### [Задание 1]
Когда женился царь Петр, согласно отрывку о правлении царевны Софьи?
### [Задание 2]
Воспроизведите дословно фрагмент из отрывка о правлении царевны Софьи, начиная со слов «Но соправительство и» и продолжая до слов «монастырь [2152] .» включительно.

### [Показанный отрывок]
□ □ □ □ □

«Вдовствующее царство»: Политический кризис в России 30–40-х годов XVI века
Шрифт:
Однако этот рассказ представляет собой такую же фикцию, как и утверждение официальной московской летописи середины XVI в., будто Василий III перед смертью приказал своей супруге, великой княгине Елене, держать «скипетр великия Руси до возмужения сына своего» и возложил на нее «все правъление великого государства» [2147] . На самом деле, как мы уже знаем, Елена Глинская стала единоличной правительницей вопреки воле покойного мужа, и произошло это после многомесячной придворной борьбы. Что же касается Софьи, то, как показал А. С. Лавров, запись в записной книге Разрядного приказа, оформившая передачу власти царевне, — а именно на этот источник ссылается С. Медведев в своем рассказе [2148] , — была сделана никак не раньше осени 1682 г., уже после казни князей Хованских [2149] . С октября 1682 г., по наблюдениям того же исследователя, в царских указах наряду с именами «великих государей» Ивана и Петра Алексеевичей появляется и имя их сестры — «великой государыни, царевны и великой княжны Софии Алексеевны» [2150] .
2147
ПСРЛ. М., 1965. Т. 29.
2148
Россия при царевне Софье и Петре I. С. 93.
2149
Лавров А. С. Регентство царевны Софьи Алексеевны: Служилое общество и борьба за власть в верхах Русского государства в 1682–1689 гг. М., 1999. С. 73–77.
2150
Там же. С. 76.
Мы видим здесь ту же формулу соправительства, которую в свое время использовала великая княгиня Елена, а впоследствии — патриарх Филарет: как и в предыдущих случаях, реальная правительница, царевна Софья, приняла титул «государыни», как бы сравнявшись по статусу с братьями-царями. Уникальность ситуации заключалась лишь в том, что в течение почти семи лет в стране номинально было три «великих государя»!
Но соправительство и регентство — это не одно и то же: Софья Алексеевна носила титул государыни и, судя по всему, хотела быть ею на деле, т. е. хотела царствовать [2151] . Между тем ни объем, ни срок ее полномочий не были регламентированы каким-либо правовым актом. После того как молодые цари женились (Иван — в январе 1684 г., Петр — в январе 1689 г.), правление Софьи стало все больше походить на узурпацию власти ставших уже взрослыми ее братьев. Дальнейший ход событий хорошо известен: августовский переворот 1689 г. положил конец правлению царевны; одни ее советники (в частности, кн. В. В. Голицын) были отправлены в ссылку, другие (как Ф. Л. Шакловитый) казнены, а сама она вскоре вынуждена была уйти в монастырь [2152] .

□ □ □ □ □

### [Предоставленные данные]
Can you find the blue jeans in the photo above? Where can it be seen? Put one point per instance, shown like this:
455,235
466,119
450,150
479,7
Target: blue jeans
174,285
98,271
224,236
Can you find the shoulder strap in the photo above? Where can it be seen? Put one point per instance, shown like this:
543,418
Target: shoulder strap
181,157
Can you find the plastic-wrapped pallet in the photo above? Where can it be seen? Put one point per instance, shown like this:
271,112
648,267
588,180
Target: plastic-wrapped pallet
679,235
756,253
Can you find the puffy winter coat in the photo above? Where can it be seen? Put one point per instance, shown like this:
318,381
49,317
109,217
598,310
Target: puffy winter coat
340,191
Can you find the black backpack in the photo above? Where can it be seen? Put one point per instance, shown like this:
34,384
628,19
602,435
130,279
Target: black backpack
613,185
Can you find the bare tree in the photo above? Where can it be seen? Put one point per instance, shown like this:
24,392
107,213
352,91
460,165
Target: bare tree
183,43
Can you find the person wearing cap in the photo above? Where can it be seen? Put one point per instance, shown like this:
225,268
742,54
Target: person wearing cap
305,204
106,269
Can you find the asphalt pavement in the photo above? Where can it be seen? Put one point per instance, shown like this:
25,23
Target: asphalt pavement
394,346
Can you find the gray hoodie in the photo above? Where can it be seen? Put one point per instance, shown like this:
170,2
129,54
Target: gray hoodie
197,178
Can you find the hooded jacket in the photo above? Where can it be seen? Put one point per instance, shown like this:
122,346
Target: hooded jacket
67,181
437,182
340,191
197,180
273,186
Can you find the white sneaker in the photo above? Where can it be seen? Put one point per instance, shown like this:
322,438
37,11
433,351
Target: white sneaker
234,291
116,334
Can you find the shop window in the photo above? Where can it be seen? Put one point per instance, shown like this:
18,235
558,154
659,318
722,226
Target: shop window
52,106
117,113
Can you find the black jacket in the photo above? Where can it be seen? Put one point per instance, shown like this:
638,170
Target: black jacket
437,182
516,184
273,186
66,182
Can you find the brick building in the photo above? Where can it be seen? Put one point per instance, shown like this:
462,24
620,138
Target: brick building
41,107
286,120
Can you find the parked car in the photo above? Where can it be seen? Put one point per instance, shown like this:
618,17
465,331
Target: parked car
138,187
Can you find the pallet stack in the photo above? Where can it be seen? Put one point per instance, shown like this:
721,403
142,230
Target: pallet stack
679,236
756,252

□ □ □ □ □

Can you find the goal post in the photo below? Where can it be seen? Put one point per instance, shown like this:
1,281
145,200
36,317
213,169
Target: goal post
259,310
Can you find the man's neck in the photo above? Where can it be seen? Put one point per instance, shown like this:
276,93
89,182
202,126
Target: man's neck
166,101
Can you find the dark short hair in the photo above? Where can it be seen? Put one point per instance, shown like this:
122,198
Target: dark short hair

□ □ □ □ □

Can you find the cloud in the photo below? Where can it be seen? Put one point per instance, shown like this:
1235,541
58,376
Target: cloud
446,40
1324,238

□ □ □ □ □

### [Ответ на задание 1]
В январе 1689 г.

### [Ответ на задание 2]
Но соправительство и регентство — это не одно и то же: Софья Алексеевна носила титул государыни и, судя по всему, хотела быть ею на деле, т. е. хотела царствовать [2151] . Между тем ни объем, ни срок ее полномочий не были регламентированы каким-либо правовым актом. После того как молодые цари женились (Иван — в январе 1684 г., Петр — в январе 1689 г.), правление Софьи стало все больше походить на узурпацию власти ставших уже взрослыми ее братьев. Дальнейший ход событий хорошо известен: августовский переворот 1689 г. положил конец правлению царевны; одни ее советники (в частности, кн. В. В. Голицын) были отправлены в ссылку, другие (как Ф. Л. Шакловитый) казнены, а сама она вскоре вынуждена была уйти в монастырь [2152] .